━━ Page text ━━

Can you ethically fake the truth? I don’t mean by writing ‘fiction’ - all storytellers do that, of course - but by inventing wholly fictive characters, quotations or events for your stories and then solemnly presenting them as fact?
You can! And it’s a proven strategy for literary success. Dare you try it?
The acclaimed British playwright Tom Stoppard recently confessed (The Times, 13 June 2015) that he made up a ‘real’ professor J. F. Slade (1989-1959) for his play Arcadia plus a ‘real’ quote from that previously unknown luminary. In twenty years, nobody had ever questioned it.
Literary hoaxes go back a long way.
The first was Socrates. Yes, that Socrates. The legendary philosopher. I doubt if he ever existed. Plato and his three chums made him up over a dish of wine as a safe mouthpiece for their own dangerous ideas. They then killed him off with a surfeit of hemlock before anyone could rumble them.
Sir John de Mandeville wrote a fabulous account of his voyages to Africa and the Far East in the 14th century. All of Europe believed them. Yet they were false.
Defoe’s Journal Of The Plague Year, Martin Scriblerus, Ossian, Chatterton’s ‘medieval’ poems, Hitler’s Diaries … hoaxes all. Yet together they deceived millions.
More recently, Hodder & Stoughton published a best-seller Such Men Are Dangerous (1969). It purported to be the true confessions of a CIA agent, Paul Kavanagh, hiding for his life. The publishers claimed they had no idea who Kavanagh was, or where he might be, and would he please step forward to accept his royalties?
Thousands fell for it, myself included. Only many years later was it revealed to be a hoax, a conspiracy between the publisher and crime novelist Lawrence Block.
Does this idea thrill you?
To present total invention as sombre fact, and have your readers believe it? If it doesn’t, you’re not a creative writer. You’re in the wrong blog. Please go at once to The Huffington Post. (It does the same thing, of course, but with less finesse.)
The idea of ‘faking the real’ thrilled me so much that I used it in my PhD novel, The Apothecary’s Tales. The novel got me a doctorate (by the sympathy vote). I pretended that my hero, circa 1623, had planted a rose bush in his garden and it still flourished to this day! Moreover, he had buried his diary, which was the core of the novel, beneath its roots.

━━━
━━ Data listing ━━

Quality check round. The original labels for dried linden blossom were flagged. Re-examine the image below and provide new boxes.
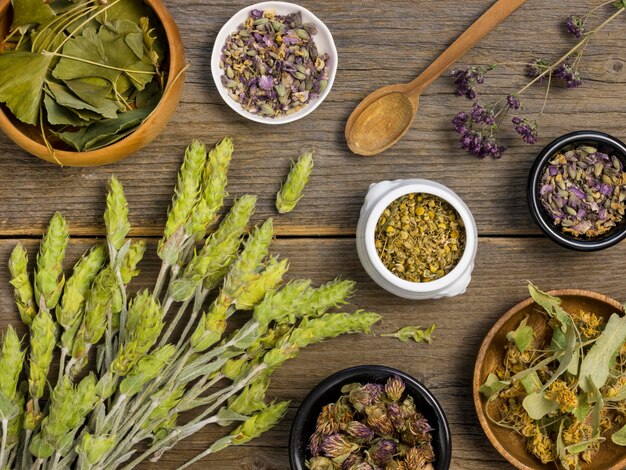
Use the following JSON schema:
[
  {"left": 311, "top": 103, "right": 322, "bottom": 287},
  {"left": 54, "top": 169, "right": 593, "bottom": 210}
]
[{"left": 375, "top": 193, "right": 465, "bottom": 282}]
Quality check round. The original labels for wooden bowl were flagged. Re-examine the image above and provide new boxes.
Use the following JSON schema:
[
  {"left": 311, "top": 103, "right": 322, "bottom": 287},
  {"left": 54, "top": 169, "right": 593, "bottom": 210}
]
[
  {"left": 0, "top": 0, "right": 185, "bottom": 166},
  {"left": 473, "top": 289, "right": 626, "bottom": 470}
]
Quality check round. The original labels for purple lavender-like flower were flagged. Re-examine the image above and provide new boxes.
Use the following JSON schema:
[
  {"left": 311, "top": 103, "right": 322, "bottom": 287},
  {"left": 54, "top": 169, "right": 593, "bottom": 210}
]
[
  {"left": 565, "top": 15, "right": 585, "bottom": 38},
  {"left": 322, "top": 434, "right": 359, "bottom": 458},
  {"left": 470, "top": 101, "right": 496, "bottom": 126},
  {"left": 259, "top": 75, "right": 274, "bottom": 91},
  {"left": 526, "top": 59, "right": 550, "bottom": 83},
  {"left": 554, "top": 60, "right": 583, "bottom": 88},
  {"left": 452, "top": 111, "right": 469, "bottom": 134},
  {"left": 385, "top": 375, "right": 406, "bottom": 401},
  {"left": 369, "top": 439, "right": 397, "bottom": 467},
  {"left": 346, "top": 421, "right": 375, "bottom": 441},
  {"left": 506, "top": 95, "right": 522, "bottom": 110},
  {"left": 450, "top": 65, "right": 493, "bottom": 100},
  {"left": 511, "top": 116, "right": 537, "bottom": 144},
  {"left": 309, "top": 432, "right": 324, "bottom": 457}
]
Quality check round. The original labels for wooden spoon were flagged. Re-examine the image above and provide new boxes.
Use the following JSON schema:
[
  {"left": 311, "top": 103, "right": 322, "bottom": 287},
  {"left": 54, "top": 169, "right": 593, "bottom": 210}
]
[{"left": 346, "top": 0, "right": 526, "bottom": 156}]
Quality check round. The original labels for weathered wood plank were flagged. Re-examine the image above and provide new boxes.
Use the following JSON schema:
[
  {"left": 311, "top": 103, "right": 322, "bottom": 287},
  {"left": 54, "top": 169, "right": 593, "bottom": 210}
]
[
  {"left": 0, "top": 0, "right": 626, "bottom": 236},
  {"left": 0, "top": 238, "right": 626, "bottom": 470}
]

━━━

■ **Problems**
1) In the essay on literary hoaxes, which crime novelist was revealed to have conspired with the publisher on Such Men Are Dangerous?
2) Reproduce the passage of the essay on literary hoaxes from "Sir John de" to "accept his royalties?" without changing a word.

■ **Results for the exercise**
1) Lawrence Block

2)
Sir John de Mandeville wrote a fabulous account of his voyages to Africa and the Far East in the 14th century. All of Europe believed them. Yet they were false.
Defoe’s Journal Of The Plague Year, Martin Scriblerus, Ossian, Chatterton’s ‘medieval’ poems, Hitler’s Diaries … hoaxes all. Yet together they deceived millions.
More recently, Hodder & Stoughton published a best-seller Such Men Are Dangerous (1969). It purported to be the true confessions of a CIA agent, Paul Kavanagh, hiding for his life. The publishers claimed they had no idea who Kavanagh was, or where he might be, and would he please step forward to accept his royalties?